DOCUMENT SECTION:

_ _ _ _ _

Zipline’s P2 Zip drone can dock at a partnered facility to charge and let down a “droid” for workers to drop a package into.
Image: Zipline

Zipline is revealing its new drone delivery platform today that the company says is capable of making a 10-mile delivery in 10 minutes, precisely placing packages on small targets like a patio table or the front steps of a home.

The new drone, which Zipline calls the Platform 2 (P2) Zip, uses a system of wires that lets down the package inside a cute little mini-bus-looking container the company describes as a “delivery droid.” The P2 Zip hovers more than 300 feet above the ground at the delivery point, keeping its blades and noise away from people (and trees and wires and buildings) to let down its tethered droid instead.

The droid has the ability to steer with propellers as it’s coming down, then lands and softly drops its payload.

The P2’s delivery system is designed to work as a freestanding dock where employees can walk outside and load up a droid, or it can be installed in a building, where a droid can be let down through a tunnel and wait for someone to load it. The idea here is that the flying Zips could service deliveries from multiple businesses, picking up their payload from different docks as needed, preventing each location from having to manage its own drone setup.

Similar to Wing’s newly announced delivery network, Zipline says its P2 can dynamically move from dock to dock to charge up as needed and be ready to take orders. P2 can travel up to 24 miles one way without a payload and up to 10 miles while carrying six to eight pounds of weight. In comparison, Wing’s drone can carry about three pounds and is technically capable of up to 12 miles of flight one way.

_ _ _ _ _

GIVEN INFORMATION:

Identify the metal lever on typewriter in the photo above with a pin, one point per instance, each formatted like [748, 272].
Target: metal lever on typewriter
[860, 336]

_ _ _ _ _

WHAT TO DO:
- 1) In the article about Zipline's P2 Zip drone, how far above the ground does the drone hover at the delivery point?
- 2) List everything that the article about Zipline's P2 Zip drone says the drone's high hovering position keeps its blades and noise away from.
- 3) Carry on the article about Zipline's P2 Zip drone from its last sentence, matching its tone.

TASK-BY-TASK OUTPUTS:
- 1) More than 300 feet.

- 2) People, trees, wires, and buildings.

- 3)
The delivery drone releases the package from the bottom.
The delivery drone releases the package from the bottom.
Image: Zipline

Zipline’s original platform using airplane-like drones capable of traveling 50 miles to perform parachute-dropped deliveries has already been in use by Rwanda’s government for years, delivering blood, vaccines, and medical supplies. Okeoma Moronu, Zipline’s head of global aviation regulatory affairs, said in a press release that the company has completed more than 500,000 deliveries and plans to complete 1 million deliveries by the end of 2023.

It’s also been tested by Walmart in Arkansas and used in places like North Carolina for medical supplies and in Ghana for covid-19 vaccines. Partners like Sweetgreen, several rural healthcare companies, and the government of Rwanda have already signed on to try the new version.